__PROBLEM DETAILS__
Continue the passage on writing conventions for molecular nanotechnology, picking up after its final sentence.

** Opening SELECTED EXTRACT block **

Research in molecular nanotechnology requires a design perspective because it aims to describe workable systems. It is easy to describe unworkable systems, and criticisms of a critic's own bad design have on occasion been presented as if they were criticisms of molecular nanotechnology as a whole. Some examples: assuming the use of flexible molecules, then warning that they will have no stable shape; assuming the manipulation of unbound reactive atoms, then warning that they will react and bond to the manipulator; assuming the use of materials with unstable surfaces, then warning that the surfaces will change; assuming that reactive gases permeate nanosystems, then warning that reactions will occur; assuming that nanomachines must "see," then warning that light waves are too long and x-rays too energetic; assuming that nanomachines swim from point to point, then warning that Brownian motion makes such navigation impossible; assuming that nanomachines dissipate enormous power in a small volume, then warning of overheating; and so on, and so forth. These observations constitute not criticisms, but rediscoveries of elementary engineering constraints.

Use of tenses

In ordinary discourse, "will be" suggests a prediction, while "would be" suggests a conditional prediction. Using these future-tense expressions is inappropriate when discussing the time-independent possibilities inherent in physical law.

In speaking of spacecraft trajectories to Pluto, for example, to say that they "will be" is to predict the future of spaceflight; to say that they "would be" is to remind readers of the uncertainties of budgets and life. Both phrases distract from the analysis of celestial mechanics and engineering trade-offs. The present tense is more serviceable: One can say that as-yet unrealized spacecraft trajectories to Pluto "are of two kinds, direct and gravity assisted," and then analyze their properties without distraction. Similarly, one can say that as-yet unrealized nanomachines of diamondoid structure "are typically stiffer and more stable than folded proteins." Much of the discussion in this volume is cast in this timeless present tense; this is not intended to imply that devices like those discussed in Parts I and II presently exist.

Citations and apologies

It is much easier to grasp and apply the main results of a field than it is to provide a balanced guide to the recent work, omitting no useful citations. I am sure that my discussions of chemistry and protein engineering, for example, omit papers fully as valuable as the best included. I apologize to authors I have slighted.

** Closing SELECTED EXTRACT block **
** Opening INPUT DATA block **

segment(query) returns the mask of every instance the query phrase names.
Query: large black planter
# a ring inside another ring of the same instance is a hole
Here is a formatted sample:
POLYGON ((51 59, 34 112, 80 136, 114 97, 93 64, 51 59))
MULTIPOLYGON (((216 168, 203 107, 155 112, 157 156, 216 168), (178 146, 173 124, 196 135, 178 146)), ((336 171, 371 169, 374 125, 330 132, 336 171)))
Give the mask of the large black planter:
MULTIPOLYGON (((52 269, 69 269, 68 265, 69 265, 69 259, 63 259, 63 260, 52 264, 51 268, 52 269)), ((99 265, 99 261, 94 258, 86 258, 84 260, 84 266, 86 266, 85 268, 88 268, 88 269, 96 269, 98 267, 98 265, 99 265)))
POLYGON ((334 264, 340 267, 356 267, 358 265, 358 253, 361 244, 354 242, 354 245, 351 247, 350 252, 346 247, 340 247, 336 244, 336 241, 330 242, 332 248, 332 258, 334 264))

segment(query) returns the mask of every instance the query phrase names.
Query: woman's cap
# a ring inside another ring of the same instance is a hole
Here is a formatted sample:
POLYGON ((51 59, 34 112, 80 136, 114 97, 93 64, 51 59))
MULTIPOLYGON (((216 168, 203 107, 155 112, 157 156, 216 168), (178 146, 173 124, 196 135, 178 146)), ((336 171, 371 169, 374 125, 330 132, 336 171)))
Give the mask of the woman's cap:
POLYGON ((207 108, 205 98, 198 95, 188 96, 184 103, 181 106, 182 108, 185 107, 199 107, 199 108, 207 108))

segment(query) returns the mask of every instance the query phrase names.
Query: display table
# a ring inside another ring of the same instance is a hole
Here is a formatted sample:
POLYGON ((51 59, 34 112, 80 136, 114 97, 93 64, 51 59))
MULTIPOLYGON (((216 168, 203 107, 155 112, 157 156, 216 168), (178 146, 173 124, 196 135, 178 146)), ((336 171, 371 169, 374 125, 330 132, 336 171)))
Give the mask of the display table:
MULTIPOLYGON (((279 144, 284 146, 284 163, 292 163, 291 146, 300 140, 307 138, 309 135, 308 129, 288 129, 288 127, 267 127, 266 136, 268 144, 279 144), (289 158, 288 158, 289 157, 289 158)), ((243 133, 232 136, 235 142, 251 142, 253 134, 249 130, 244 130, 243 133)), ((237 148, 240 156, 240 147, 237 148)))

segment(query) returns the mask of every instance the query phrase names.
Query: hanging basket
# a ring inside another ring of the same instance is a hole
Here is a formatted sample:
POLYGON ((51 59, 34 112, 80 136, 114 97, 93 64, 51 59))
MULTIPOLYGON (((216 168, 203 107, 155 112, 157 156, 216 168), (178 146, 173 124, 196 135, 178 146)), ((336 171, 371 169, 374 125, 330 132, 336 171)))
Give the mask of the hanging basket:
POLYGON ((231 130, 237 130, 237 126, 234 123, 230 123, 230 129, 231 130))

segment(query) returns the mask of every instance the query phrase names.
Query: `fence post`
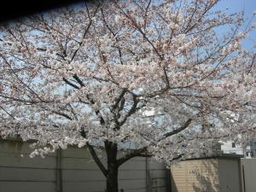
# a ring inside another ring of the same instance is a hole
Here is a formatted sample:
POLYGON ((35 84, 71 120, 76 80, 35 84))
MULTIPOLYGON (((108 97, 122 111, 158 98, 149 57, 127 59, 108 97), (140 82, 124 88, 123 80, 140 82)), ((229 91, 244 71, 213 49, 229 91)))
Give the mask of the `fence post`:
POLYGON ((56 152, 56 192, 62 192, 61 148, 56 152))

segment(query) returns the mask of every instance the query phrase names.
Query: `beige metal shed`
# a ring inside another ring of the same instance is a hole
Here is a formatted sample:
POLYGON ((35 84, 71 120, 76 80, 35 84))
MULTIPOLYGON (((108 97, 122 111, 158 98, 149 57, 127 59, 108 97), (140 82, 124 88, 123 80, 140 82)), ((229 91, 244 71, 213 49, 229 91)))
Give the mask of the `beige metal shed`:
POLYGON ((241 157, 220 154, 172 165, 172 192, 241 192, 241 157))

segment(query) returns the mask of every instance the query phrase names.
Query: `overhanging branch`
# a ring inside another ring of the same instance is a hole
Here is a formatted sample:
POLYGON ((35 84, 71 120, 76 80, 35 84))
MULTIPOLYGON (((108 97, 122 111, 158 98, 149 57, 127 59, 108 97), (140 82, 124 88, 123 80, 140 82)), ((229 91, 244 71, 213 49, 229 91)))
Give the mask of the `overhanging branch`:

** Closing INPUT DATA block **
** Opening INPUT DATA block **

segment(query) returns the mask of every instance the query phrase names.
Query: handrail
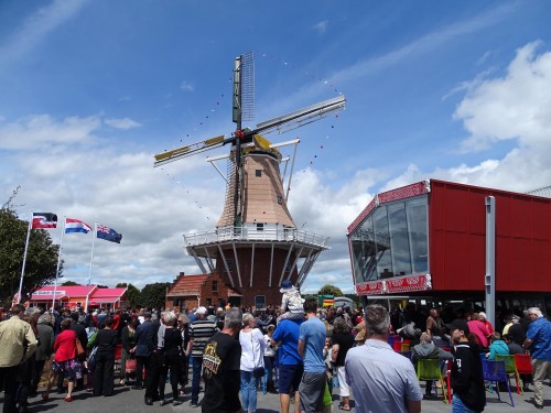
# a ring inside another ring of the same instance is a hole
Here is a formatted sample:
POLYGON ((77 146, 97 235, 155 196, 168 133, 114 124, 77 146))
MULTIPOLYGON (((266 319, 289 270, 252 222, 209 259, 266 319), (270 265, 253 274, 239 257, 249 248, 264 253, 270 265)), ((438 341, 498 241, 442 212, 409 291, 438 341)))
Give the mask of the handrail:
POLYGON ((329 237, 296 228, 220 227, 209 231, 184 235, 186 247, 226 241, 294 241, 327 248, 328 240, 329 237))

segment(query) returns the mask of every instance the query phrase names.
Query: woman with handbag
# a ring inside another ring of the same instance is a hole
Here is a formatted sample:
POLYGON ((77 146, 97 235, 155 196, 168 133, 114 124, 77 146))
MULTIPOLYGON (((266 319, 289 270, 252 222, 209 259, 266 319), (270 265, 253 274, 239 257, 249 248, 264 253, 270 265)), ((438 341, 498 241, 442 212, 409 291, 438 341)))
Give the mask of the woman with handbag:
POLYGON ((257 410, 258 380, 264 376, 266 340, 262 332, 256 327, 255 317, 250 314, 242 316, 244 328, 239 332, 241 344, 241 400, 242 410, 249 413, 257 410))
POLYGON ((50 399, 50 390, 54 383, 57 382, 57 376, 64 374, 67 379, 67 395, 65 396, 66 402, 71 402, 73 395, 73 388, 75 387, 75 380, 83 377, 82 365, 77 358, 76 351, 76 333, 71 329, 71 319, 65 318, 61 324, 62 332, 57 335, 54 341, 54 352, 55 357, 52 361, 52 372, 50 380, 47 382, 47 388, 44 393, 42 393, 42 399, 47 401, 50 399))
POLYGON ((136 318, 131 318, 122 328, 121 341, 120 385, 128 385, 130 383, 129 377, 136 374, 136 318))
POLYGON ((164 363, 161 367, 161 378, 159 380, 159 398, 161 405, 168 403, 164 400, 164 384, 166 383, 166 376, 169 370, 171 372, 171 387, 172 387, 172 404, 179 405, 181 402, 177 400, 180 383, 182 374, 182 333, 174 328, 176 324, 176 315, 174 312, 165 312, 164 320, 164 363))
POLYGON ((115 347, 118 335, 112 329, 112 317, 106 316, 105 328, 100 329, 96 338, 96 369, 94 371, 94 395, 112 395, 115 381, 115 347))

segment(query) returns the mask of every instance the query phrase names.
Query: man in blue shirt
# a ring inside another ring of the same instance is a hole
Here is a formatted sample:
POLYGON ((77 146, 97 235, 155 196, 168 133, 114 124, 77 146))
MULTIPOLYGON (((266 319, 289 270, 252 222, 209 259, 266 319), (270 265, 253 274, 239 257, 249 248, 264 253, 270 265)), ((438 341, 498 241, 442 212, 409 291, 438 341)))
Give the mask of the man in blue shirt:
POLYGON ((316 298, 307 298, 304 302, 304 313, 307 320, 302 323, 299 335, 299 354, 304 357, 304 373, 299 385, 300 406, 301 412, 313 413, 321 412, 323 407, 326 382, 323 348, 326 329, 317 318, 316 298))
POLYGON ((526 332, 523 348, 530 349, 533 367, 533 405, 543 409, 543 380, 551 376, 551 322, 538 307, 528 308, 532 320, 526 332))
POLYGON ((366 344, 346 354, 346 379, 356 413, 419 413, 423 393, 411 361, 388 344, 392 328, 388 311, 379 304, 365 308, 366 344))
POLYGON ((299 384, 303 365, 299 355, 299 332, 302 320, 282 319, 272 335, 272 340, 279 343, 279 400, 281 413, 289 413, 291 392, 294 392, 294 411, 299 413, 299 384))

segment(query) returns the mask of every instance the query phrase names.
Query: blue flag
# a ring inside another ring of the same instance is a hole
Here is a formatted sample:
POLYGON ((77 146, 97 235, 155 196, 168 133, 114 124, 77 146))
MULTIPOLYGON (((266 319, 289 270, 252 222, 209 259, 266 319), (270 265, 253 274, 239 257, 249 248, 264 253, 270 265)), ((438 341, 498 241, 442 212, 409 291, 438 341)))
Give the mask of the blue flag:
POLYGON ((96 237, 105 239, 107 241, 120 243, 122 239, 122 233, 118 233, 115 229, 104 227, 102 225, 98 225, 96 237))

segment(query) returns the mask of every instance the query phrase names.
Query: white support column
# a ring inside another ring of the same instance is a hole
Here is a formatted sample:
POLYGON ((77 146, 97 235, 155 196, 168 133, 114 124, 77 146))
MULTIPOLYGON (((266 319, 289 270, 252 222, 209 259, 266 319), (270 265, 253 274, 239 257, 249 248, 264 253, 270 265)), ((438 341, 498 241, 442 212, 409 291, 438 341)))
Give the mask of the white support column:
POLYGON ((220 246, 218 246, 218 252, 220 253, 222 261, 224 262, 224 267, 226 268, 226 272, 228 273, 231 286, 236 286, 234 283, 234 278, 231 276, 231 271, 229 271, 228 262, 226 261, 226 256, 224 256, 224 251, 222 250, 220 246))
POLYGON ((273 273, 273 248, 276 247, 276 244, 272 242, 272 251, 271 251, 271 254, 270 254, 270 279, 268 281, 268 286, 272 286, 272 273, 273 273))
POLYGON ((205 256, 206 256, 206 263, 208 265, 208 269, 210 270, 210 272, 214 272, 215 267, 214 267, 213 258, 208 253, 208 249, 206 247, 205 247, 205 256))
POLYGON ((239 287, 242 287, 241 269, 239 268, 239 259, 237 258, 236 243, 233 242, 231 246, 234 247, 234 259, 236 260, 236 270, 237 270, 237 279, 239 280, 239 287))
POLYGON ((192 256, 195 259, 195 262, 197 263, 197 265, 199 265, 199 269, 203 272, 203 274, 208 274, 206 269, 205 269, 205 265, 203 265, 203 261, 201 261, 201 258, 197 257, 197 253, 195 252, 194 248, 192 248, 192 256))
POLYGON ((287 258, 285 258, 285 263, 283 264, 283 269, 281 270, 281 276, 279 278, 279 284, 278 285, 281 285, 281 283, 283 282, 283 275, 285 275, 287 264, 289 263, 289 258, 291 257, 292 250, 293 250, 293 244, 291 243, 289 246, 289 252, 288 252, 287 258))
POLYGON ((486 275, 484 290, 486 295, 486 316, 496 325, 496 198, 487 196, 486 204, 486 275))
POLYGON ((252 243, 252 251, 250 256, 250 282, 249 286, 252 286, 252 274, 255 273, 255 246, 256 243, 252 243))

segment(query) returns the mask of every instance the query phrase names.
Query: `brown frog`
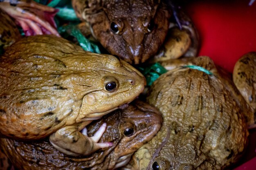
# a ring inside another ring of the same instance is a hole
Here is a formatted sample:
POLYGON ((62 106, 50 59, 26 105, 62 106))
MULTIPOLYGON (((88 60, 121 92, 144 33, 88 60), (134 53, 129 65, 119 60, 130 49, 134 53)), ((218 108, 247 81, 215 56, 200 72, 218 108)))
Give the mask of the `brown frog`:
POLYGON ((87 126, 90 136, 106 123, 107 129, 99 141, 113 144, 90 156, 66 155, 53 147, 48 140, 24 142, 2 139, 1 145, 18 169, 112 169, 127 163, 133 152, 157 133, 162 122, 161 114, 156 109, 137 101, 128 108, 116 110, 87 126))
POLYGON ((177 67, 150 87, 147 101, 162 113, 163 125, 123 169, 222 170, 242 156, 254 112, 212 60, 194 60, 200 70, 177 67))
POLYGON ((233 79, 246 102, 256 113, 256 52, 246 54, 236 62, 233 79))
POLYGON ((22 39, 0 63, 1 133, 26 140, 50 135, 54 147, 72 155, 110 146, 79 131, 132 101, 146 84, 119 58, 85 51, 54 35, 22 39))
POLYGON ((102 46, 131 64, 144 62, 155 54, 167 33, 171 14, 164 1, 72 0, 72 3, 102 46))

** Closing INPUT DATA block **
** Opening INPUT DATA block **

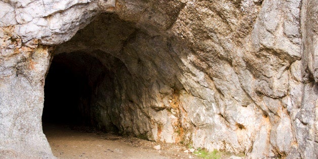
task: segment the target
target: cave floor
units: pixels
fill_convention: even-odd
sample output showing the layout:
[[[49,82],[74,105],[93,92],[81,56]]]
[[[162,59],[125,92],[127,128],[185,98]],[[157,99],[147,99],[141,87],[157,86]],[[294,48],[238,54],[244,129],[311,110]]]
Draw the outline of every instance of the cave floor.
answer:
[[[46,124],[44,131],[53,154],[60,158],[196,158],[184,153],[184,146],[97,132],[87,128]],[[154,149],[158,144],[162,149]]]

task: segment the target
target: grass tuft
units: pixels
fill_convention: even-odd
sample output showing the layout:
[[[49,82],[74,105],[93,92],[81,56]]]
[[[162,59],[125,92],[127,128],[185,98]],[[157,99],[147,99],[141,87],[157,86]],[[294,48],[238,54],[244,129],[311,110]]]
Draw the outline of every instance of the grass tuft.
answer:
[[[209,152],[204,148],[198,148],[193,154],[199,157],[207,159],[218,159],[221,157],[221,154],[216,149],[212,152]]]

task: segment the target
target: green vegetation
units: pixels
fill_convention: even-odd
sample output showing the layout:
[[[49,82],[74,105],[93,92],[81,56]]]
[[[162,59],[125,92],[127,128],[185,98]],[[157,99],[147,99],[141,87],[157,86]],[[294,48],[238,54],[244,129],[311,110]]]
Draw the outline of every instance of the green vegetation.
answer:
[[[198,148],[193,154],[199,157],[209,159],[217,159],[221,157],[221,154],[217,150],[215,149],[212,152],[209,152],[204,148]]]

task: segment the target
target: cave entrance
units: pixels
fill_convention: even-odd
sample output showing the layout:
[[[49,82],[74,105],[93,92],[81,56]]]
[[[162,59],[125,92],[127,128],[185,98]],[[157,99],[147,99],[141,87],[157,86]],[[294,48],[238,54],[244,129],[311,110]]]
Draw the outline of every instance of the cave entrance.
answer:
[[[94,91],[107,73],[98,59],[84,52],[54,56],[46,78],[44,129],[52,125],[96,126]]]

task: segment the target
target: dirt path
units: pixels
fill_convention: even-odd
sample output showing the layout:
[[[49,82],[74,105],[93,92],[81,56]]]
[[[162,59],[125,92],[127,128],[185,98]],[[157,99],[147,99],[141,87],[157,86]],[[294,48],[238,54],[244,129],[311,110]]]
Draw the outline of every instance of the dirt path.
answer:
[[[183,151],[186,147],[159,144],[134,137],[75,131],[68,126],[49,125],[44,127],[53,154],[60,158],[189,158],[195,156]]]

** Closing INPUT DATA block **

__OUTPUT OF THE TASK__
Less forgivable are those instances (which I cannot yet identify) in which I may have rederived some result that should be attributed to an earlier author, perhaps well known in some specialty. In interdisciplinary research, one cannot spend a professional lifetime immersed in a single literature, and such failures of attribution become likely—mathematics often yields results more easily than does a library. Any such lapses brought to my attention will be corrected in future editions; their most likely locations are Chapters 5, 6, and 7.

Aside from these lapses, material presented without citation falls into two categories that I trust are distinct. First, well-known principles and results from established fields—physics, statistical mechanics, chemistry—are used without citing Newton, Boltzmann, Pauling, or their kin. Second, the designs, concepts, and analytical results that are both specific to nanomechanical systems and not attributed to someone else are to the best of my knowledge original contributions, many presented for the first time in this volume.

It also seems necessary to apologize for doing theoretical work in a world where experimental gains are often so hard-won. If this theoretician's description of possibilities seems to make light of experimental difficulties, I can only plead that it would soon become tedious to say, at every turn, that laboratory work is difficult, and that the hard work is yet to be done.